- EXERCISE TASKS
a – According to the passage on Starboard and Box, what is Starboard's most likely end goal?
b – Continue the passage on Starboard's dispute with Box from where it stops.

- PAGE EXTRACT
====================

Alan Pelz-Sharpe, founder and principal analyst at Deep Analysis, a firm that closely tracks the content management market, says the two sides clearly aren’t aligned, and that’s not likely to change. “Starboard targeted and gained a seat on the board at Box at a difficult time for the firm, that’s the modus operandi for activist investors. Since that time there has clearly been a lot of improvements in terms of Box’s financial goals. However, there is and will remain a misalignment between Starboard’s goals, and Box led by Levie as a whole. Though both would like to see the share price rise, Starboard’s end goal is most likely to see Box acquired, sooner rather than later, and that is not Box’s goal,” he said.

Starboard believes the only way to resolve this situation is to inject the board with still more new blood, taking a swipe at the Box leadership team while it was at it. “There is no good reason that Box should be unable to deliver improved growth and profitability, at least in-line with better performing software companies, which, in turn, would create significant shareholder value,” Starboard wrote.

====================

[Excerpts from a dataset]
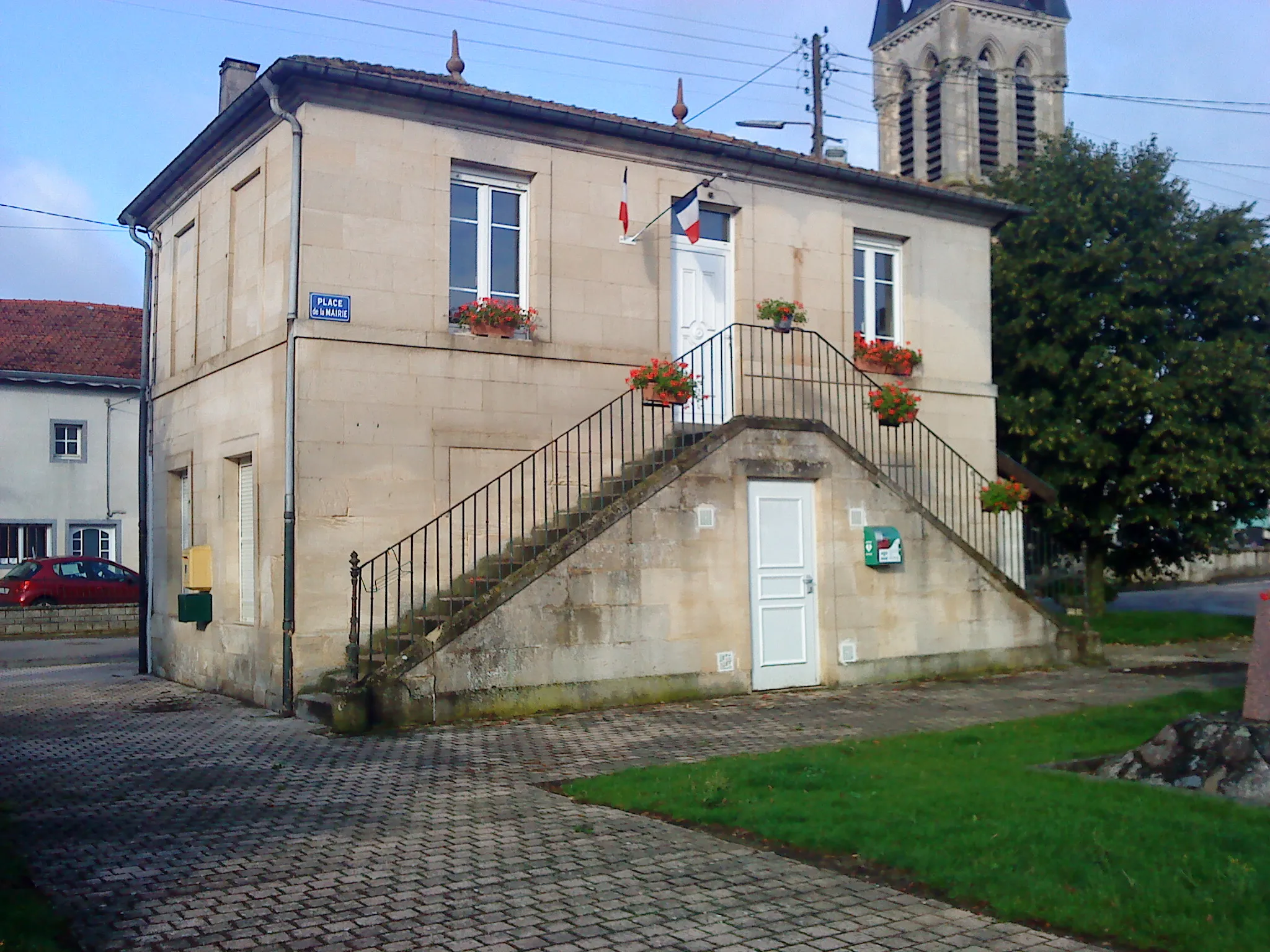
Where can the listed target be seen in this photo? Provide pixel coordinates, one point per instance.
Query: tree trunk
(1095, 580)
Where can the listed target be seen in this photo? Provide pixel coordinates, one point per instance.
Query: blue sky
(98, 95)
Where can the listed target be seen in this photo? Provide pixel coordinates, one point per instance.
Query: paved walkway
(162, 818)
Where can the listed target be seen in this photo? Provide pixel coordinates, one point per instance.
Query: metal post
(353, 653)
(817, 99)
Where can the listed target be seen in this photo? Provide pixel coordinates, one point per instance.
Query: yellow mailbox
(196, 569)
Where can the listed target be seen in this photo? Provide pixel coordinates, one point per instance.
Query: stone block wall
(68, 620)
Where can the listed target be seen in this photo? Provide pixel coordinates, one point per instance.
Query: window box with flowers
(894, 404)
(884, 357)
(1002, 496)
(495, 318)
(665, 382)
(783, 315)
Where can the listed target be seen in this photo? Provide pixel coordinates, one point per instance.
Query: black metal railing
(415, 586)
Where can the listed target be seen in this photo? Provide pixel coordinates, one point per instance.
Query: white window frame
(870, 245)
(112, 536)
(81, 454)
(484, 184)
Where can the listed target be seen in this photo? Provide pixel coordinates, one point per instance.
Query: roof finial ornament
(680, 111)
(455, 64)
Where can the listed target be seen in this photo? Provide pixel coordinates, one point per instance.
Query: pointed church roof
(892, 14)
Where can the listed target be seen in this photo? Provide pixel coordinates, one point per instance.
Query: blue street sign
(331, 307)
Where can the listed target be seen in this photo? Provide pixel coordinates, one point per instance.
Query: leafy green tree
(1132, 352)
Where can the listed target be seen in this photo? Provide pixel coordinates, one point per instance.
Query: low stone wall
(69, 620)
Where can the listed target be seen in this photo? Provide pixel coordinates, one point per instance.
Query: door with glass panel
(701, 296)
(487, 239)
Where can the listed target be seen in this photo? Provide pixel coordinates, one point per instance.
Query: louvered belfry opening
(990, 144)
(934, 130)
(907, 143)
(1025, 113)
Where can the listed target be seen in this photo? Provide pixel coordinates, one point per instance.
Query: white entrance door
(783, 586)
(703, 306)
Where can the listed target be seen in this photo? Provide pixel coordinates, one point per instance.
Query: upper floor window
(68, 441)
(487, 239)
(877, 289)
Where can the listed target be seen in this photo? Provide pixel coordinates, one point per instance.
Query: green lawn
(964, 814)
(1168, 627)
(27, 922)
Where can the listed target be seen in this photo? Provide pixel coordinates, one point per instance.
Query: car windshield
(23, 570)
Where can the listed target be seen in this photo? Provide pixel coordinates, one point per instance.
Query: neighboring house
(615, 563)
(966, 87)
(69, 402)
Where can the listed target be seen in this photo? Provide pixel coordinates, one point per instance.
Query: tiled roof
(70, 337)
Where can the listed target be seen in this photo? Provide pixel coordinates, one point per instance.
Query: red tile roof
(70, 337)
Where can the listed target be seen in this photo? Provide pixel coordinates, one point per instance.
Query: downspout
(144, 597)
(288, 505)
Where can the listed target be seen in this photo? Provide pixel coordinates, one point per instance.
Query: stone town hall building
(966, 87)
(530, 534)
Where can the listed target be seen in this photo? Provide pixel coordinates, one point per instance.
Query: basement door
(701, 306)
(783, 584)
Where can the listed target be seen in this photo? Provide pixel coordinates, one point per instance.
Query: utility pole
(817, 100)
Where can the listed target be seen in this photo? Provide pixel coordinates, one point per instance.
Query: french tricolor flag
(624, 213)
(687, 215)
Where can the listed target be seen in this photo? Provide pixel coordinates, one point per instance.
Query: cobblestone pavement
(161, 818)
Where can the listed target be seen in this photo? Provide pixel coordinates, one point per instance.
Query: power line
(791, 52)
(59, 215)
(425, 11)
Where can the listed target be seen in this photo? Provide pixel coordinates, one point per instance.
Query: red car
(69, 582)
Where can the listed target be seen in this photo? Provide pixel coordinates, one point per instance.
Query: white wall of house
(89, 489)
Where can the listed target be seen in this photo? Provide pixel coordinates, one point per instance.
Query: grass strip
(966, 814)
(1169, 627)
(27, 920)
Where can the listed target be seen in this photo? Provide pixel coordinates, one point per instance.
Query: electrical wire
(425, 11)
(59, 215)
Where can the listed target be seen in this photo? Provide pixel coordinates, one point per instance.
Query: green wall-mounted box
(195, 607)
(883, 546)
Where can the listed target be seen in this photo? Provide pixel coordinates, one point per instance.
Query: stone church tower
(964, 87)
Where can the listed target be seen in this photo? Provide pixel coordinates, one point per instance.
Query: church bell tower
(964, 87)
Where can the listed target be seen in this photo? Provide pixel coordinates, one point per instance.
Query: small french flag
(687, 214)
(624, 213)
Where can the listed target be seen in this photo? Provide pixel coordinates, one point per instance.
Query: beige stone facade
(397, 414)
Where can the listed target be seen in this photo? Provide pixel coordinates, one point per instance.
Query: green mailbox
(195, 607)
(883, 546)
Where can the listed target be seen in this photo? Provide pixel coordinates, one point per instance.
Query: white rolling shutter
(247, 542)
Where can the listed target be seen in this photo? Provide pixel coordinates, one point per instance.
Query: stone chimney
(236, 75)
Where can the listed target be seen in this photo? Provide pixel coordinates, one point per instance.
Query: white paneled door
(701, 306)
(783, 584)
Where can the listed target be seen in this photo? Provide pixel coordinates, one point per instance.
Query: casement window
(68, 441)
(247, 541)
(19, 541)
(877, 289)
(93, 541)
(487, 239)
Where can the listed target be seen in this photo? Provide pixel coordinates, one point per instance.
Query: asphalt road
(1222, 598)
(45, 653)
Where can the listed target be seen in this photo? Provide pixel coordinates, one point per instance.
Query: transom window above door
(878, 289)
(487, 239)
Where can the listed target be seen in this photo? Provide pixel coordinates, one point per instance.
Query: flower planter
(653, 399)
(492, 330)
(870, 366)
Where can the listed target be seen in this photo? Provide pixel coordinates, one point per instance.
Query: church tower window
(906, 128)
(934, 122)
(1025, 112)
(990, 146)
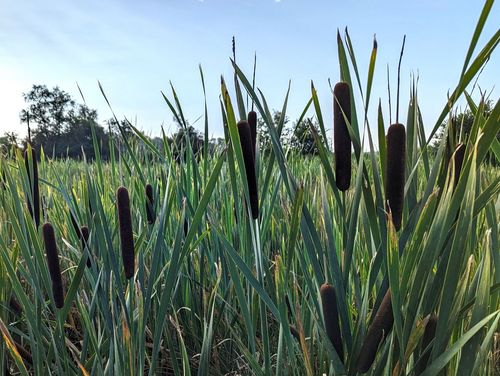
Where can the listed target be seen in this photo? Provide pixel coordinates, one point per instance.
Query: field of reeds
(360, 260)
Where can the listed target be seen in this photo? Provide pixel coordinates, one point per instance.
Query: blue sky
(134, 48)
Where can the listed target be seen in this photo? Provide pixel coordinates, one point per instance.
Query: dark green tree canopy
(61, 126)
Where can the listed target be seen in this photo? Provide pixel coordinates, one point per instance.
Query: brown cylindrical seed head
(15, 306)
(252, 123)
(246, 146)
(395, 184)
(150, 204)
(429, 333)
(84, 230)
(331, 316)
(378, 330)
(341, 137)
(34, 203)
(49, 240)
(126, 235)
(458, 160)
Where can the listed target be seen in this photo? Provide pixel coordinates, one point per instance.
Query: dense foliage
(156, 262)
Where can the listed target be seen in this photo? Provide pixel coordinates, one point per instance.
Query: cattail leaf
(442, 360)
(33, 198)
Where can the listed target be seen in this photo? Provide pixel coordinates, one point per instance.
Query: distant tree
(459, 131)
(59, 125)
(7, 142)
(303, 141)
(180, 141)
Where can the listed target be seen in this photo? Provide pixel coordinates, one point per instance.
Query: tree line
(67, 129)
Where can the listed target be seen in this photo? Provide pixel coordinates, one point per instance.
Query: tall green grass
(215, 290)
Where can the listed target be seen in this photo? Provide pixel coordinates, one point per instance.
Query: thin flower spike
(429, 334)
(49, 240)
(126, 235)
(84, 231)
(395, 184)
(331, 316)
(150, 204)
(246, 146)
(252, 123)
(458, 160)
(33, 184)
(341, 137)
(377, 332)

====================

- EXPECTED RESPONSES
a – To see Box acquired, sooner rather than later.

b –
As such the firm indicated it would be putting up its own slate of board candidates at the company’s next board meeting. In the tit for tat that has been this exchange, Box indicated it would be doing the same.

Meanwhile Box vigorously defended its results. “In the past year, under the oversight of the Operating Committee, the company has made substantial progress across all facets of the business — strategic, operational and financial — as demonstrated by the strong results reported for the full year of fiscal 2021,” the company wrote, pointing to its revenue growth last fiscal year as proof of the progress, with revenue of $771 million up 11% year over year.

It’s unclear how this standoff will play out, but clearly Starboard wants to take over the Board and have its way with Box, believing that it can perform better if it were in charge. That could result ultimately, as Pelz-Sharpe suggested, in Box being acquired.

We would appear to heading for a showdown, and when it’s over, Box could be a very different company, or the current leadership could assert control once and for all and we could proceed with Box’s current growth strategy still in place. Time will tell which is the case.